# DATASET ENTRIES start
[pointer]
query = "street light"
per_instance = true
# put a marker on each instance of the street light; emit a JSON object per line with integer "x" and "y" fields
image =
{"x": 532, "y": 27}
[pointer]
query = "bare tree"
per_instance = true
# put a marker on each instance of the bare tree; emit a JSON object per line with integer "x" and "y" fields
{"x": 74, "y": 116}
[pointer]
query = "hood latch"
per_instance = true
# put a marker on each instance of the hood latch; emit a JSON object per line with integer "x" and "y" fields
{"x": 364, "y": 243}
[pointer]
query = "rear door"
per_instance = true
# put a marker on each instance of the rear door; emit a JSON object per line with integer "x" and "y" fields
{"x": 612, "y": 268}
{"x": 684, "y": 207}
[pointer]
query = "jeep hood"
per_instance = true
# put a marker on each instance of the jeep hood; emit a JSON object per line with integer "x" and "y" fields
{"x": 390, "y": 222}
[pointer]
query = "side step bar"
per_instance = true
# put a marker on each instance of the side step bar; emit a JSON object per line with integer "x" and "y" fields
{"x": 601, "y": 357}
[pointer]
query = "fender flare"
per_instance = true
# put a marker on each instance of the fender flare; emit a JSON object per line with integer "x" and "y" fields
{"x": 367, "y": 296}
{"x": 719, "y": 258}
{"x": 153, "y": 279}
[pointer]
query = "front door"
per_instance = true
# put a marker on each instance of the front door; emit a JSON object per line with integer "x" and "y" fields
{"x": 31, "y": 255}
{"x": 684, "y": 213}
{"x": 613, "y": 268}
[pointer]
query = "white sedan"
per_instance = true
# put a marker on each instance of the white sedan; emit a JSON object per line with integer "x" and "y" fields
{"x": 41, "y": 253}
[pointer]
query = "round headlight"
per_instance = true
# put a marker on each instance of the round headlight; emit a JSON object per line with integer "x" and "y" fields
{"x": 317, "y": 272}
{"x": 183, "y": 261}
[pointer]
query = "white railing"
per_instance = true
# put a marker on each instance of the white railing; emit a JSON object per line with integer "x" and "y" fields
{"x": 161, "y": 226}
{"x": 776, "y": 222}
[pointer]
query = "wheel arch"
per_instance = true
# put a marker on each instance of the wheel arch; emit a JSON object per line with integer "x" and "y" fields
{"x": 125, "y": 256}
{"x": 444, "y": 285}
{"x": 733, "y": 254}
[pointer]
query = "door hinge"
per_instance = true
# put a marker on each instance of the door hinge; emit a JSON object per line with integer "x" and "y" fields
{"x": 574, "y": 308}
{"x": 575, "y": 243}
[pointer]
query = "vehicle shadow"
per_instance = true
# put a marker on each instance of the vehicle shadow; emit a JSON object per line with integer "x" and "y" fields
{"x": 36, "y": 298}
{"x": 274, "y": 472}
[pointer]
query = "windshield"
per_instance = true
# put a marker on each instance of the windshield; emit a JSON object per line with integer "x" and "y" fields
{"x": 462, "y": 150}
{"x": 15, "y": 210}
# DATASET ENTRIES end
Reproduce the material precisely, including every line.

[pointer]
query = "street light"
per_instance = true
# put a marker on each instance of the street light; emit a JSON object per line with integer "x" and "y" fields
image =
{"x": 532, "y": 27}
[pointer]
query = "bare tree"
per_instance = true
# put a marker on each instance of the bare tree; emit a JSON object per line with integer "x" and "y" fields
{"x": 74, "y": 116}
[pointer]
query = "hood latch"
per_instance = true
# put a marker on each instance of the hood latch; emit a JSON object per line with integer "x" and "y" fields
{"x": 364, "y": 243}
[pointer]
query = "rear door"
per_instance = true
# put a marker on each instance of the rear door; emit a JSON object per line with integer "x" and "y" fields
{"x": 612, "y": 268}
{"x": 684, "y": 207}
[pointer]
query = "jeep hood"
per_instance = true
# put a marker on each instance of the jeep hood; emit a JSON object per line with integer "x" and "y" fields
{"x": 390, "y": 222}
[pointer]
query = "side step bar"
per_instance = true
# put a marker on each instance of the side step bar; emit a JSON object per line with integer "x" and "y" fields
{"x": 601, "y": 357}
[pointer]
query = "fender flare"
per_instance = true
# put a marker on each instance of the fender flare; emit a JSON object per line with integer "x" and "y" fields
{"x": 367, "y": 296}
{"x": 719, "y": 258}
{"x": 153, "y": 279}
[pointer]
query = "front door"
per_instance = true
# put a marker on each instance of the front door; emit a JSON object per line with integer "x" and "y" fields
{"x": 31, "y": 255}
{"x": 684, "y": 213}
{"x": 613, "y": 268}
[pointer]
query = "white sedan"
per_instance = true
# put a marker on each instance of the white sedan; emit a JSON object per line with integer "x" and "y" fields
{"x": 41, "y": 253}
[pointer]
query = "round headlight"
per_instance = true
# put a marker on each instance of the round headlight; emit a JSON object per line with integer "x" and "y" fields
{"x": 317, "y": 272}
{"x": 183, "y": 261}
[pointer]
query = "white railing"
per_instance = true
# put a marker on each instance of the white railing; emit a JSON object per line with integer "x" and "y" fields
{"x": 161, "y": 226}
{"x": 776, "y": 222}
[pointer]
query = "wheel arch"
per_instance = true
# put a marker on each instance of the wheel arch; emit a JSON object per line with integer "x" and "y" fields
{"x": 125, "y": 256}
{"x": 444, "y": 285}
{"x": 733, "y": 254}
[pointer]
query = "door hinge"
per_instance = true
# put a marker on each instance of the door hinge; emit a JSON object per line with integer "x" and "y" fields
{"x": 574, "y": 308}
{"x": 575, "y": 243}
[pointer]
query = "vehicle shadow"
per_instance = true
# put a marker on each instance of the vehicle shadow; emit a JSON object per line with integer "x" and "y" fields
{"x": 36, "y": 298}
{"x": 274, "y": 472}
[pointer]
query = "windshield"
per_instance = true
# put a marker on each instance of the windshield; emit a JSON object per line with integer "x" and "y" fields
{"x": 462, "y": 150}
{"x": 15, "y": 210}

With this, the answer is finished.